Directive
Starting at the line that contains "[indicate] ceiling fan", transcribe every remaining line of the entries exactly, including the last one.

Stored data
****

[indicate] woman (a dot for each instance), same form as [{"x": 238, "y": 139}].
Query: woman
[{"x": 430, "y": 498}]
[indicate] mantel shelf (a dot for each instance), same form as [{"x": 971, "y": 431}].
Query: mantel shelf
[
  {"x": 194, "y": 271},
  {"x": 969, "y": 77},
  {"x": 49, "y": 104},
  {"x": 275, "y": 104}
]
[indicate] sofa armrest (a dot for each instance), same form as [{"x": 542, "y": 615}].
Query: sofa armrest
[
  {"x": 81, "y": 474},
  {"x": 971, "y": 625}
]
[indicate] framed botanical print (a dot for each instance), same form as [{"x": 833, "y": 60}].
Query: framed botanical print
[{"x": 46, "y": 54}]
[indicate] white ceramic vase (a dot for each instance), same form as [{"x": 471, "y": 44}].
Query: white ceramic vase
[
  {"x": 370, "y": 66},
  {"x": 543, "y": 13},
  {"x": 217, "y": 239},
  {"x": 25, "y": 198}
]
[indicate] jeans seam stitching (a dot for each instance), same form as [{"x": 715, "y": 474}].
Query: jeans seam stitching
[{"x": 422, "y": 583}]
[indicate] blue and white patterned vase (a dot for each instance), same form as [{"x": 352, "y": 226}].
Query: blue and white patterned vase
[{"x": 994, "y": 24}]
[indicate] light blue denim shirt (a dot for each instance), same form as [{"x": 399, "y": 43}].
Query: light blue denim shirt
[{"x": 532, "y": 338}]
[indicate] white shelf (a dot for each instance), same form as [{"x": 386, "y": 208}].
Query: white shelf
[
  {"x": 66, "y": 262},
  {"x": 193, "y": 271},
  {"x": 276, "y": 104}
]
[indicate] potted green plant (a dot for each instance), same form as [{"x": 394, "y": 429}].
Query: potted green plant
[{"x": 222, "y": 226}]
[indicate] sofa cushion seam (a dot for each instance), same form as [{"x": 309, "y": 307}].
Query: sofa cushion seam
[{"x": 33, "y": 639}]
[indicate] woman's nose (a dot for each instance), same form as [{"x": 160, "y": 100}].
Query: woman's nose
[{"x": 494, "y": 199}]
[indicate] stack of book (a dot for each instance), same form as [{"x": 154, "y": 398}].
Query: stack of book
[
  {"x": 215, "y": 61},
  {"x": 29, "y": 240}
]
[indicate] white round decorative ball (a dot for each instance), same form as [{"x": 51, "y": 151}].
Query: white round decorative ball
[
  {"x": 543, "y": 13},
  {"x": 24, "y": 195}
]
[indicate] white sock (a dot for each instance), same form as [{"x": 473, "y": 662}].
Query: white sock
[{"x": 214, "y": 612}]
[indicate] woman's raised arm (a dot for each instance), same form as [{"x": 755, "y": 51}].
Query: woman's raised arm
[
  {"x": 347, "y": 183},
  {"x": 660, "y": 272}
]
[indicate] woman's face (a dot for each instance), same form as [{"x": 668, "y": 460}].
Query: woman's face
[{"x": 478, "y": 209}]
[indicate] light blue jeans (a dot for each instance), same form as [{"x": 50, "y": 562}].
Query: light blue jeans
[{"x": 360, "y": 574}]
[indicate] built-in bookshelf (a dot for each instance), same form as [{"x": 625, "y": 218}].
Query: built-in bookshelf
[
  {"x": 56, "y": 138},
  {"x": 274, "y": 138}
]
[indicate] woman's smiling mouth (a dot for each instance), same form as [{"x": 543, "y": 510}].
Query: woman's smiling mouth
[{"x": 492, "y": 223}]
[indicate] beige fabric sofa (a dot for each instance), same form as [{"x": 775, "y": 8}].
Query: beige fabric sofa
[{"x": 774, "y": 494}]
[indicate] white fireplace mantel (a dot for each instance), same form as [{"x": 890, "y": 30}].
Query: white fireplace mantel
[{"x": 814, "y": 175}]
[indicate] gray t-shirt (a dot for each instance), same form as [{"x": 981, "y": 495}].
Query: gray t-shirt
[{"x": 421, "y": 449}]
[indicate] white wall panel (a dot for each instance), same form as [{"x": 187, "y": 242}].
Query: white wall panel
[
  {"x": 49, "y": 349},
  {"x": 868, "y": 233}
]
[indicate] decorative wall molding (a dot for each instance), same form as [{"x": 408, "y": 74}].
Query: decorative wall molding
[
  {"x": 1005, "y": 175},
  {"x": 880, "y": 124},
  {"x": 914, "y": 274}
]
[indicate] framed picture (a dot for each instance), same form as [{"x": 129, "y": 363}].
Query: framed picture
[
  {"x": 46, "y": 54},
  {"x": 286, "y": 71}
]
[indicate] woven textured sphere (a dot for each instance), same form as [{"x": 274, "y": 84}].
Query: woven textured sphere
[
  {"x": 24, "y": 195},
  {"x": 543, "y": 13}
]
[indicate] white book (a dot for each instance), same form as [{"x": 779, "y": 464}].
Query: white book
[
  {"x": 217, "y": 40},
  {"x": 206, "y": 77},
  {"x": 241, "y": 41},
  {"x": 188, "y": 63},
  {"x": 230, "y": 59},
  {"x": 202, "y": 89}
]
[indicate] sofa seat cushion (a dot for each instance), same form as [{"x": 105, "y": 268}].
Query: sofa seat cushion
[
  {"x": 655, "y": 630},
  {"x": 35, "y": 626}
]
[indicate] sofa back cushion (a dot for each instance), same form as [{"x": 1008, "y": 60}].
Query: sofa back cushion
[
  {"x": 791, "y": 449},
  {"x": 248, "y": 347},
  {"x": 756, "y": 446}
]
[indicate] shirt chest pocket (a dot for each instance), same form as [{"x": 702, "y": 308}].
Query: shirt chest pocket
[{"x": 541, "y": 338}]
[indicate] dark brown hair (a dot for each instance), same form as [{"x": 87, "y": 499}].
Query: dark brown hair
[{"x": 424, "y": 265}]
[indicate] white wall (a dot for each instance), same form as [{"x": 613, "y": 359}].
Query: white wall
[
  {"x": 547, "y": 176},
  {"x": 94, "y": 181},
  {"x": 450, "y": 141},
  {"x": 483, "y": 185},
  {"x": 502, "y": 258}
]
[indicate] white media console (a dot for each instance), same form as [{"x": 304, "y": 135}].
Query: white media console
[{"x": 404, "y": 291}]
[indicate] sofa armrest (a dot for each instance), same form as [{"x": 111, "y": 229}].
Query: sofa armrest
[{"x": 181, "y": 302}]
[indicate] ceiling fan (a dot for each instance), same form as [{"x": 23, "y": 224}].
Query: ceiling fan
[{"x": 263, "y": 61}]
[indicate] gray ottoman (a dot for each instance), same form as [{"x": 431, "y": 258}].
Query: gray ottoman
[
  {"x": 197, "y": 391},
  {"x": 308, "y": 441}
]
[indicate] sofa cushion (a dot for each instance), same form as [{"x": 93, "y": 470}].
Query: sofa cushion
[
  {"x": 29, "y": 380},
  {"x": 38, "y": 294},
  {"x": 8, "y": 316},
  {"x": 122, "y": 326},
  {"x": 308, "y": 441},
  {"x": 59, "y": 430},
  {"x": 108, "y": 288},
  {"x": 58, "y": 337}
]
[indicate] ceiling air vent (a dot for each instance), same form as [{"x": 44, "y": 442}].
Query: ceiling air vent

****

Expected answer
[indicate] ceiling fan (a dot for each instance), same form as [{"x": 23, "y": 224}].
Query: ceiling fan
[{"x": 263, "y": 61}]
[indicate] gray ottoman (a dot for each instance), same form as [{"x": 431, "y": 258}].
Query: gray ottoman
[
  {"x": 197, "y": 391},
  {"x": 308, "y": 441}
]
[indicate] sofa cushion (a dot for each instance), same form as [{"x": 93, "y": 470}].
Query: sofa cushion
[
  {"x": 29, "y": 380},
  {"x": 38, "y": 294},
  {"x": 8, "y": 316},
  {"x": 122, "y": 326},
  {"x": 308, "y": 441},
  {"x": 59, "y": 430},
  {"x": 108, "y": 288},
  {"x": 58, "y": 337}
]
[indicate] ceiling air vent (a dot for each instance), same form as [{"x": 44, "y": 442}].
Query: ceiling air vent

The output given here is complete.